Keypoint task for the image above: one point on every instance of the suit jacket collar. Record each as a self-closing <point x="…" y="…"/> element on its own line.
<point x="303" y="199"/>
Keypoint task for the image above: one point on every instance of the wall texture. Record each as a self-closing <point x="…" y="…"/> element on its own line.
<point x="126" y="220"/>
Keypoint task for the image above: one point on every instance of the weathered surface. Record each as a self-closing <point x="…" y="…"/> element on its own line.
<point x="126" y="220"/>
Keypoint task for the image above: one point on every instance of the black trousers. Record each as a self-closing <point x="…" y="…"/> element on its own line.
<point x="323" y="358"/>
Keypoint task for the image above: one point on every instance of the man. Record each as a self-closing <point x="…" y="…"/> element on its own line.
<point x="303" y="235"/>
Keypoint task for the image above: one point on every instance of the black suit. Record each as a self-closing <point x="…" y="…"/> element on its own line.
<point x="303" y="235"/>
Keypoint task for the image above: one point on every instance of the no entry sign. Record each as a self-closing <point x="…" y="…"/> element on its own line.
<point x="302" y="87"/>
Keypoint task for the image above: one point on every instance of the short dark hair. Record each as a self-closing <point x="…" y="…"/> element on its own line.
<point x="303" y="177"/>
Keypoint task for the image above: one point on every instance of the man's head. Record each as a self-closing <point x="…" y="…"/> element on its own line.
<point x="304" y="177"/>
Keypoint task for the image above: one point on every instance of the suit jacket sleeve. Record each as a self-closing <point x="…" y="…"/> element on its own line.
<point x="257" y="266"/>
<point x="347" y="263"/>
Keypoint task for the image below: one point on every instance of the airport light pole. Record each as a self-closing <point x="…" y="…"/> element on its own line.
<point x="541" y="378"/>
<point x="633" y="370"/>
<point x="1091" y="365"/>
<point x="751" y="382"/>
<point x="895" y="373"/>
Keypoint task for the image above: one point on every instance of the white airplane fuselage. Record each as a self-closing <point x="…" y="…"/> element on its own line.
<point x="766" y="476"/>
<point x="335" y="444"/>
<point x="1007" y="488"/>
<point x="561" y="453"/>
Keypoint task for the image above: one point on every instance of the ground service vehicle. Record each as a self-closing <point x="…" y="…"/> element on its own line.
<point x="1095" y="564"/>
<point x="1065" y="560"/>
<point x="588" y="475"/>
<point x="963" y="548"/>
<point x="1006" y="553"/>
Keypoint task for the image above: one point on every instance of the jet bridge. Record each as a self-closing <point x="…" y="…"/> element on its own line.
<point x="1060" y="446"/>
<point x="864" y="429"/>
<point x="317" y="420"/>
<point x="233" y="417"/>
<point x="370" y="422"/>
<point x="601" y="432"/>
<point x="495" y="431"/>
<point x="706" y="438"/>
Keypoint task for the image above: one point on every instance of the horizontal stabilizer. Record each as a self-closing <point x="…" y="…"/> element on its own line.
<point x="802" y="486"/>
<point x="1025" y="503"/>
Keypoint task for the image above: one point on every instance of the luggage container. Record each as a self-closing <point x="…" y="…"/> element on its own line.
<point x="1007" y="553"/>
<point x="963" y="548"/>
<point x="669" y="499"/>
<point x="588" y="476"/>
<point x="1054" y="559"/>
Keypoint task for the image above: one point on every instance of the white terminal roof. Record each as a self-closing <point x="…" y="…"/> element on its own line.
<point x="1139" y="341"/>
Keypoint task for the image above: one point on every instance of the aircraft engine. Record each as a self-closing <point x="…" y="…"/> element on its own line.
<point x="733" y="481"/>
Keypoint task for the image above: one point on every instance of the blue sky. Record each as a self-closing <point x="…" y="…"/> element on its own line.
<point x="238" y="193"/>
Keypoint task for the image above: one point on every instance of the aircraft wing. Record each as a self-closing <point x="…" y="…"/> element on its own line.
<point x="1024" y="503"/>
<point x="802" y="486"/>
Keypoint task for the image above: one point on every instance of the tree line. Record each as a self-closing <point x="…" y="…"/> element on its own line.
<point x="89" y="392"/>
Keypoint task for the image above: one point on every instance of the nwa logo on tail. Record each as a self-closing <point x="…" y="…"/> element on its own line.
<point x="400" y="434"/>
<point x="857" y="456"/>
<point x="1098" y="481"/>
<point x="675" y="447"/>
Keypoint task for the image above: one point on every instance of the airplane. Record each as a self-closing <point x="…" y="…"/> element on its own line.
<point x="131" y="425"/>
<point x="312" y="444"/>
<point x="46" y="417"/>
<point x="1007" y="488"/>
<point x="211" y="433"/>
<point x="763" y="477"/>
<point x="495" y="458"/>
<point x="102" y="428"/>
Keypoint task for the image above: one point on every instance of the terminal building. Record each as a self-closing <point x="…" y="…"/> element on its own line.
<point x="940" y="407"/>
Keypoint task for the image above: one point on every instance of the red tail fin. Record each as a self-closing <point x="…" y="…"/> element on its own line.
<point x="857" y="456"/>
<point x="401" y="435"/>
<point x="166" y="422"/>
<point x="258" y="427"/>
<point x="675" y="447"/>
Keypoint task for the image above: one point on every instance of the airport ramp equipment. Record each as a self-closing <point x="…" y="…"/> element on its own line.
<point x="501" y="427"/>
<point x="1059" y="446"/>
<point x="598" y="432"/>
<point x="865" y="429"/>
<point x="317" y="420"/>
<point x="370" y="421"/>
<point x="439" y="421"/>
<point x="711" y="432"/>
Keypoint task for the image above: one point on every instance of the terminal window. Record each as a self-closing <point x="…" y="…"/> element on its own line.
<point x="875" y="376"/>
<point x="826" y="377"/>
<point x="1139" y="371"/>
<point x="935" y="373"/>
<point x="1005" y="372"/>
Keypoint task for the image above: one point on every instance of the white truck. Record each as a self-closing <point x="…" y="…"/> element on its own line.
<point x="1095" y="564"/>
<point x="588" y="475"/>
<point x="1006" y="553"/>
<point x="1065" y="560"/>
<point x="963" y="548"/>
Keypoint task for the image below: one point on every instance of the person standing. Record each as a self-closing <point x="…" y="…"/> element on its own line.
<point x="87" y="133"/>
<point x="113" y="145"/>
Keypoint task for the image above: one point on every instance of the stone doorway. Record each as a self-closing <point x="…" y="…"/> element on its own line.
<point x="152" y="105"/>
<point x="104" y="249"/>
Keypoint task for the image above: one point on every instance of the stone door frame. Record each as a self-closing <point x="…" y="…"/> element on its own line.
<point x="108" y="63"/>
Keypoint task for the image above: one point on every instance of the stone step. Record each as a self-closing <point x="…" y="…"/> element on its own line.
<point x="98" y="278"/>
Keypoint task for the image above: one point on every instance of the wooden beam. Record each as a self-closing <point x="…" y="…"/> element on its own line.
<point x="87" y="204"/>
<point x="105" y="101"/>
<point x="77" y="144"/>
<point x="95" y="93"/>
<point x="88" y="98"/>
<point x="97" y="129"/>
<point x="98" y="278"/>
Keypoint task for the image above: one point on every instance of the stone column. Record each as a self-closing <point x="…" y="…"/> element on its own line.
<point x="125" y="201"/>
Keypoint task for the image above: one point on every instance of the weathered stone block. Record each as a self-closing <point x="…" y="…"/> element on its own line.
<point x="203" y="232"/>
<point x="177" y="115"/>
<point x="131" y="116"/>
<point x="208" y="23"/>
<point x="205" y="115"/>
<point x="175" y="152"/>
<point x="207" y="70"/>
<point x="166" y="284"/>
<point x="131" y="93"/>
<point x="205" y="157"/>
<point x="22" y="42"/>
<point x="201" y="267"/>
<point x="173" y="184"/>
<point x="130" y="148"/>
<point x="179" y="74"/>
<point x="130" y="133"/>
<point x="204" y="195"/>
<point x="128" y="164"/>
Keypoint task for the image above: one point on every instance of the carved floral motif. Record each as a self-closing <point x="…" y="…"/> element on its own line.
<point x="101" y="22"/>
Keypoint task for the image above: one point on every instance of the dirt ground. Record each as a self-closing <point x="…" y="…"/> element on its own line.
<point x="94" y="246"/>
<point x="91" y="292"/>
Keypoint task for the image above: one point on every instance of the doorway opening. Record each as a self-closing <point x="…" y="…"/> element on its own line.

WRITTEN INSTRUCTION →
Only the lines from the one that contains "of the carved" to the end of the entries above should be given again, exactly and in full.

OUTPUT OF THE TASK →
Keypoint task for the image above: one point on every instance of the carved floral motif. Record each as a self-closing <point x="…" y="…"/> element on its own line.
<point x="101" y="22"/>
Keypoint task for the image above: one point on every instance of the dirt ground. Record each as a self-closing <point x="…" y="…"/> element on its own line.
<point x="94" y="246"/>
<point x="91" y="292"/>
Keypoint task for the image above: one point on every instance of the doorway opening. Record each as a self-closing <point x="…" y="…"/> element on its own line.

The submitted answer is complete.